• **WHAT IS EXPECTED**: Exactly the lines from the one with "Target: metal serving pot" through the last line of the listing must be given again.

• **PROVIDED INFORMATION**:
☆ ☆ ☆ ☆
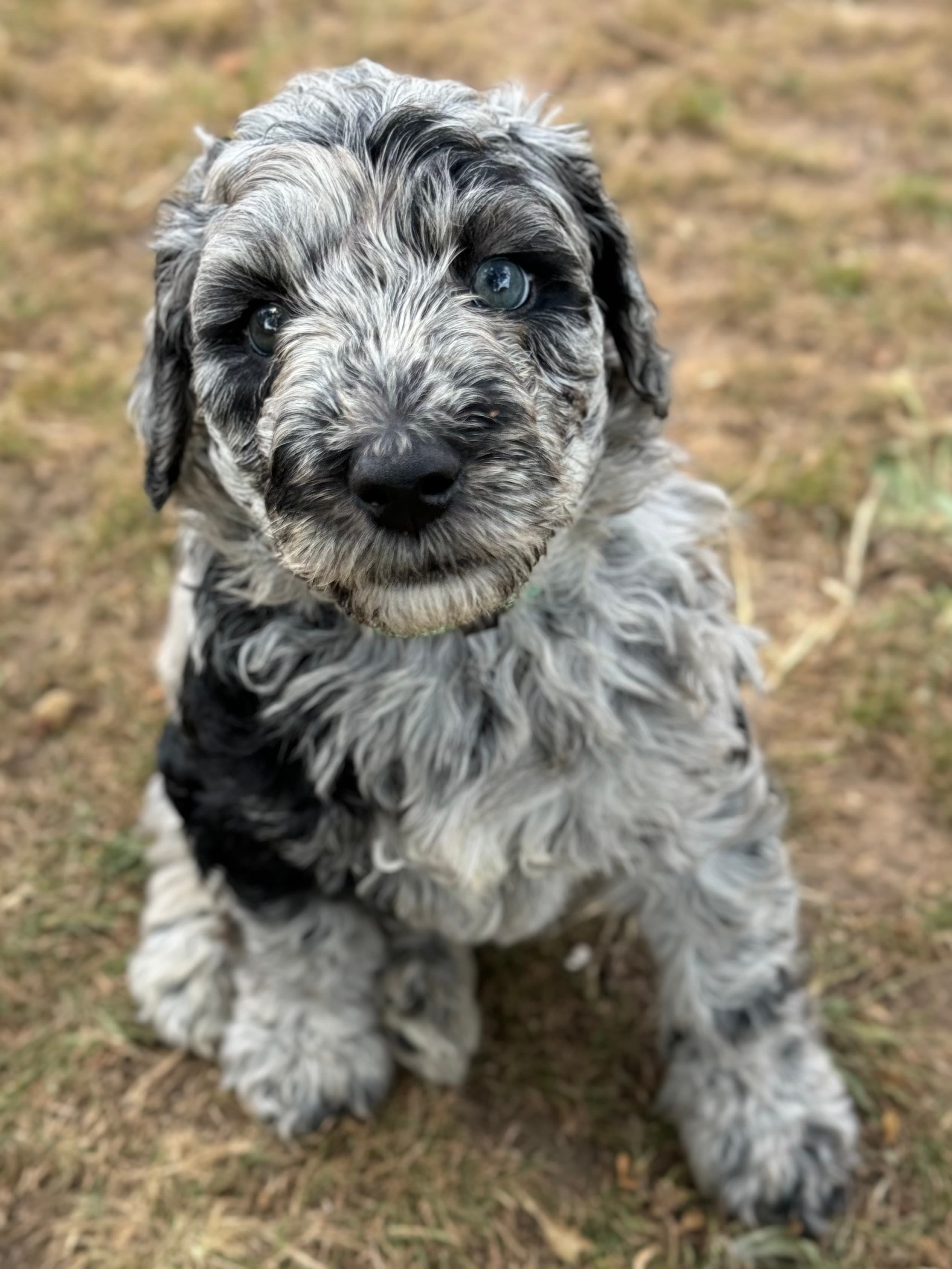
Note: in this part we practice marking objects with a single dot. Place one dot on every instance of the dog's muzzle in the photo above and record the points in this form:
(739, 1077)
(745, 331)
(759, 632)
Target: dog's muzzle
(404, 483)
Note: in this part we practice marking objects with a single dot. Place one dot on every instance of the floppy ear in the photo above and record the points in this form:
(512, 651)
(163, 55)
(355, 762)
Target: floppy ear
(564, 155)
(162, 403)
(629, 314)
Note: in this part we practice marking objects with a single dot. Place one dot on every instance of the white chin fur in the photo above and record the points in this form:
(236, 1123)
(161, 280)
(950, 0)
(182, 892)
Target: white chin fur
(432, 607)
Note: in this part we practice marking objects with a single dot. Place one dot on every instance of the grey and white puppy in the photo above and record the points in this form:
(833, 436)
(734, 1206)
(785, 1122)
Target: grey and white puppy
(449, 643)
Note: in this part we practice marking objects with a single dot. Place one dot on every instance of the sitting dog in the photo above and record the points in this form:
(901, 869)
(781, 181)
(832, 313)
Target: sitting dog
(449, 643)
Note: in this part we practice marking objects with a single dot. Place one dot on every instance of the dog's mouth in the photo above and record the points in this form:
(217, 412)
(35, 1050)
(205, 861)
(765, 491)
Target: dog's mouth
(470, 602)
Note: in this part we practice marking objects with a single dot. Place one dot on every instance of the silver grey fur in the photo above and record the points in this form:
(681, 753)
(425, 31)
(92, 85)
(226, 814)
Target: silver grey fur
(612, 682)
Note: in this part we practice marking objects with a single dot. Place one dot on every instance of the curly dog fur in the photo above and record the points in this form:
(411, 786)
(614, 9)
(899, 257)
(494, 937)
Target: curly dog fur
(449, 641)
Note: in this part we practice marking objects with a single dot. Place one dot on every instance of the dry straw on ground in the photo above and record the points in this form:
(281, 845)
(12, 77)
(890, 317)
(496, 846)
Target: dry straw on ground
(787, 165)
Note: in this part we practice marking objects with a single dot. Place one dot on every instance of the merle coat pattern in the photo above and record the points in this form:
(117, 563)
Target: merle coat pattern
(404, 724)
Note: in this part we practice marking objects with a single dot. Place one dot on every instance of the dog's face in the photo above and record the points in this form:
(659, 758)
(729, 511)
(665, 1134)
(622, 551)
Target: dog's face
(381, 316)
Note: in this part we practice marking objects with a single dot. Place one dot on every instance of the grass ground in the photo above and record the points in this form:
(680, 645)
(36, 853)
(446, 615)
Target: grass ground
(787, 168)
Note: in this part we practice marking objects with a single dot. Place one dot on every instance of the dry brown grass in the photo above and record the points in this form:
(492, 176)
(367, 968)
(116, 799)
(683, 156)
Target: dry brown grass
(789, 171)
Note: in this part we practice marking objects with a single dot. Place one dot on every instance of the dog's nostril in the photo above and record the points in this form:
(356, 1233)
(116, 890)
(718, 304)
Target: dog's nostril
(405, 483)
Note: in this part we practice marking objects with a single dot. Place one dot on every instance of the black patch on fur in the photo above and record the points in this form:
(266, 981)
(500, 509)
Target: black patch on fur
(243, 795)
(742, 754)
(739, 1025)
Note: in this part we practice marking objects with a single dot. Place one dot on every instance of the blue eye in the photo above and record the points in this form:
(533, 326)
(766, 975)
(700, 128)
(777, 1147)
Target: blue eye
(501, 283)
(263, 328)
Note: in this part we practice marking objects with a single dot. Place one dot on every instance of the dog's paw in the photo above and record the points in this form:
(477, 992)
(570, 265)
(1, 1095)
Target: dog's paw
(294, 1063)
(775, 1138)
(429, 1011)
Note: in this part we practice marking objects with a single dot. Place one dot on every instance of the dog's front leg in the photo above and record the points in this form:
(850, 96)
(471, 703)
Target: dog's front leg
(428, 1004)
(763, 1113)
(304, 1038)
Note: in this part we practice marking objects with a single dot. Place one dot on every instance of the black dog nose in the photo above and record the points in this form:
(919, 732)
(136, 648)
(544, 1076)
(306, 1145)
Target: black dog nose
(405, 481)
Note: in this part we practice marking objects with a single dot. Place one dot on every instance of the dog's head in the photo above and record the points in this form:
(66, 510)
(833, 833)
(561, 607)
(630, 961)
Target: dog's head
(382, 328)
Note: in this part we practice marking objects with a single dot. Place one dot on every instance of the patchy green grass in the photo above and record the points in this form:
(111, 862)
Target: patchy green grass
(803, 279)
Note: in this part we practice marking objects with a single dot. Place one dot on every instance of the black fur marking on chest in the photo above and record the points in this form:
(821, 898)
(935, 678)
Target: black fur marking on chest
(249, 809)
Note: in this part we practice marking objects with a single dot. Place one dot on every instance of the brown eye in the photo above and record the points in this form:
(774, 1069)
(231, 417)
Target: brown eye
(501, 283)
(263, 328)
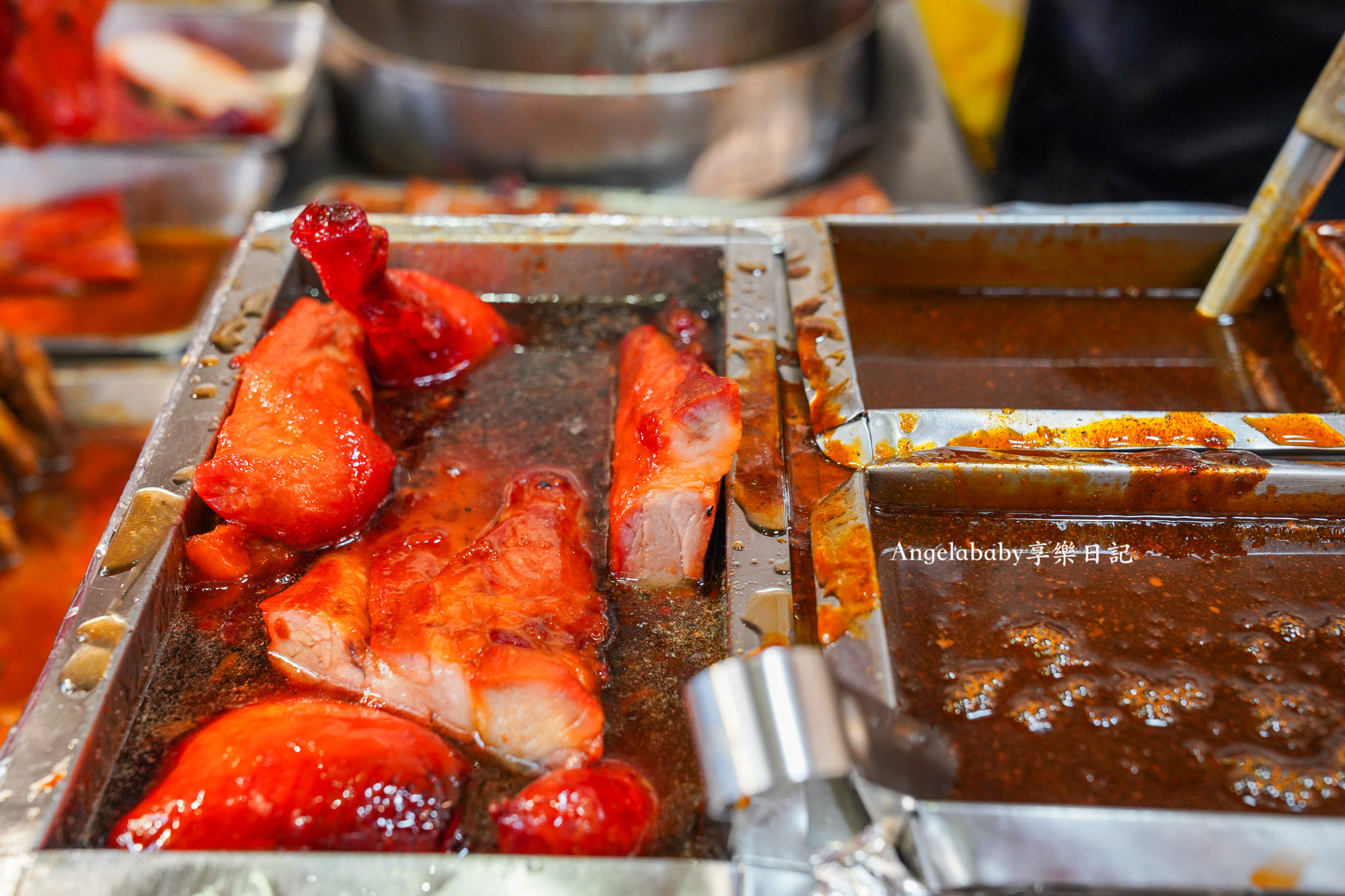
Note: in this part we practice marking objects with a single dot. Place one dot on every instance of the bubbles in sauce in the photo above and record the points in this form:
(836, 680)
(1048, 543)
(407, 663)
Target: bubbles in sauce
(1206, 673)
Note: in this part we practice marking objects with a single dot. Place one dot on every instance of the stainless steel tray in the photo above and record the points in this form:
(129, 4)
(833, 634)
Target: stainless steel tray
(988, 250)
(280, 45)
(214, 188)
(61, 754)
(956, 845)
(975, 845)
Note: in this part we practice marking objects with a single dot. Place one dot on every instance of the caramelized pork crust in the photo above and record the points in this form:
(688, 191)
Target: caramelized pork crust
(677, 429)
(496, 643)
(298, 458)
(301, 774)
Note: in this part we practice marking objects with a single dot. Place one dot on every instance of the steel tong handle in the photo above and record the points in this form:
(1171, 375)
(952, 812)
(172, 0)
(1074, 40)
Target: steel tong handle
(1296, 182)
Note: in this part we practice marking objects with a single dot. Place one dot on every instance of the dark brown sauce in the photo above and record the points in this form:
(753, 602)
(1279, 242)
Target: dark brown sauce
(948, 349)
(178, 265)
(1208, 672)
(758, 477)
(548, 402)
(61, 527)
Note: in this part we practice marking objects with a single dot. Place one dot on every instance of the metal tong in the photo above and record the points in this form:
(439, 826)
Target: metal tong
(780, 740)
(1296, 182)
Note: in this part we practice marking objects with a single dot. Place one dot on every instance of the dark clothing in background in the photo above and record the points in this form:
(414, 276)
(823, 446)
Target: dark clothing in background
(1143, 100)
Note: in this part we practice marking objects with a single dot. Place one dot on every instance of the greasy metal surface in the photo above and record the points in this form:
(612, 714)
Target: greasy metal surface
(60, 872)
(1038, 250)
(214, 191)
(1313, 285)
(694, 129)
(821, 330)
(280, 45)
(1293, 186)
(966, 250)
(1166, 481)
(57, 763)
(761, 601)
(967, 844)
(1075, 430)
(849, 612)
(62, 747)
(998, 845)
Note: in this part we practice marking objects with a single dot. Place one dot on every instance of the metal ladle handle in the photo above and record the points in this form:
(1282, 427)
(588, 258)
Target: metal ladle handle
(1294, 183)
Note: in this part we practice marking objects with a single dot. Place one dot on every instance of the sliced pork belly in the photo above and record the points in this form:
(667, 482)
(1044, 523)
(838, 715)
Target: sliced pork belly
(422, 330)
(677, 429)
(496, 643)
(298, 458)
(301, 774)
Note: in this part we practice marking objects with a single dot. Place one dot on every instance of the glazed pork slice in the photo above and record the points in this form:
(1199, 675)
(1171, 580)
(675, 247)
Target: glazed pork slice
(677, 429)
(496, 643)
(298, 458)
(301, 774)
(422, 330)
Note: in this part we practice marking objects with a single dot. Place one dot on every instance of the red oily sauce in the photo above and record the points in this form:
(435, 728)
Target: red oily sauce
(545, 402)
(60, 527)
(178, 265)
(1161, 662)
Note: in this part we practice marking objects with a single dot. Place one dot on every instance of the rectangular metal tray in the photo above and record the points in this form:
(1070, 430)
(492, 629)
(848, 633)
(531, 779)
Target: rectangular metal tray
(278, 43)
(211, 188)
(1173, 254)
(957, 845)
(61, 754)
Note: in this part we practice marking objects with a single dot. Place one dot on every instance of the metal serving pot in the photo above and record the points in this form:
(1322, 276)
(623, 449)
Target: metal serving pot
(740, 129)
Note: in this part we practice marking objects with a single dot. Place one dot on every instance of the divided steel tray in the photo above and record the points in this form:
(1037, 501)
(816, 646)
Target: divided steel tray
(60, 761)
(69, 740)
(1052, 463)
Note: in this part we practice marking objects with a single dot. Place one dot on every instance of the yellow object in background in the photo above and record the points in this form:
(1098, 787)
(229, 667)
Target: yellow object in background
(975, 45)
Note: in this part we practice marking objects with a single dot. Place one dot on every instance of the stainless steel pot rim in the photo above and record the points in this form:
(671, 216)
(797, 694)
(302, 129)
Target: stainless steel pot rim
(663, 82)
☆ ☆ ☆ ☆
• **RESULT**:
Target: metal serving pot
(740, 129)
Note: in this part we practice marking objects with a single dot. Place one dot on every instance of the divided steel tray in the photo above and record the points in this form:
(1037, 501)
(816, 646)
Target: divided steel tray
(60, 761)
(69, 740)
(1052, 463)
Note: in this part we practice marking objects with a single dot. Place one dot on every instance of the yellow object in background in the photo above and record the points in this form:
(1098, 787)
(229, 667)
Target: yellow object in background
(975, 45)
Note: in this part we practice marking objects with a single dot. Place one dot on every instance of the stainless steel pot rim in the photo above and record the points in this form:
(671, 216)
(797, 694)
(302, 129)
Target: stainless steel pot rim
(663, 82)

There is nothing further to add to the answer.